-- BEGIN --

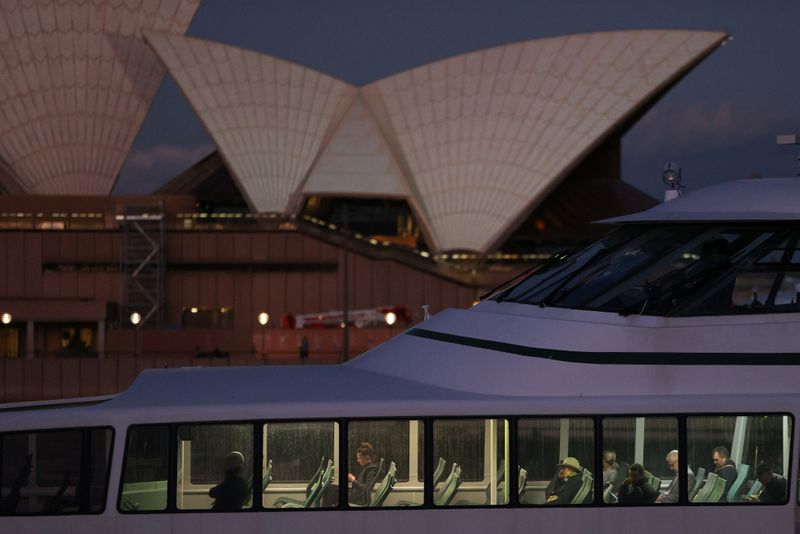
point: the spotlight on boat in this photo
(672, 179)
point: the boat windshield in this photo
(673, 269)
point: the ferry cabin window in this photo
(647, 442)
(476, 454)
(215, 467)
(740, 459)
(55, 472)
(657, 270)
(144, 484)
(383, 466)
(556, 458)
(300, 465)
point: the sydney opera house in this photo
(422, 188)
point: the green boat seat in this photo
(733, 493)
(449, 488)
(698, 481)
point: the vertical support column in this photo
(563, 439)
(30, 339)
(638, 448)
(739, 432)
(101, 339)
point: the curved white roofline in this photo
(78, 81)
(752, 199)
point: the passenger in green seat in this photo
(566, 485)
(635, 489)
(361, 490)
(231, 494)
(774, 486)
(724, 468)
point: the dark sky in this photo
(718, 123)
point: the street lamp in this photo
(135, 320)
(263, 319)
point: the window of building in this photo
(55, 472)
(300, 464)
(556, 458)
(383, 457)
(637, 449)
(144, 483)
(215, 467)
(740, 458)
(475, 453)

-- END --
-- BEGIN --

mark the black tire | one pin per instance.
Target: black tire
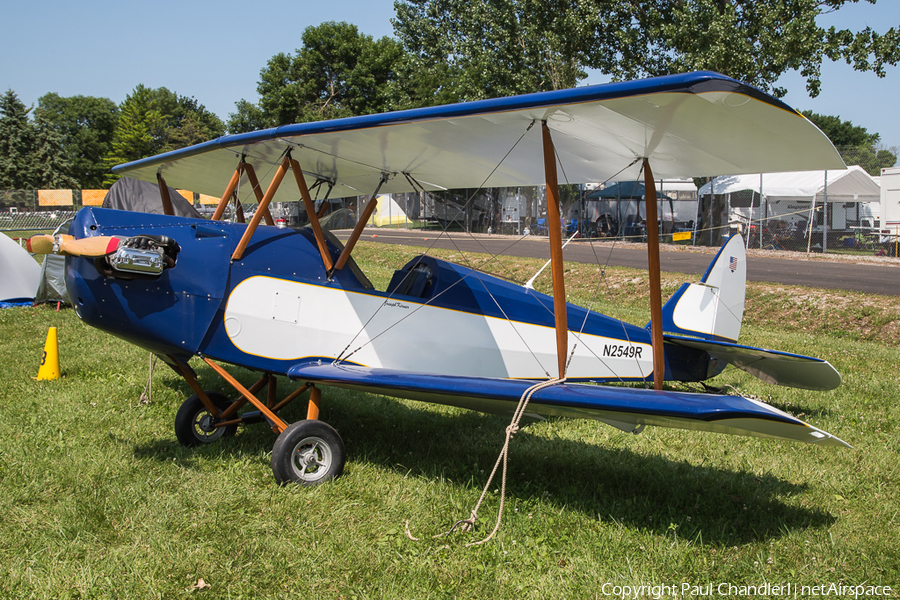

-- END --

• YOUR GOAL
Reproduce the lines starting at the one containing "mark the black tire | one pin per instance." and ending at the one containing "Target: black tire", with "tire" changed to "wheel" and everything else left as it is.

• ANSWER TO THIS PROBLEM
mark the black wheel | one pin per instance.
Target: black wheel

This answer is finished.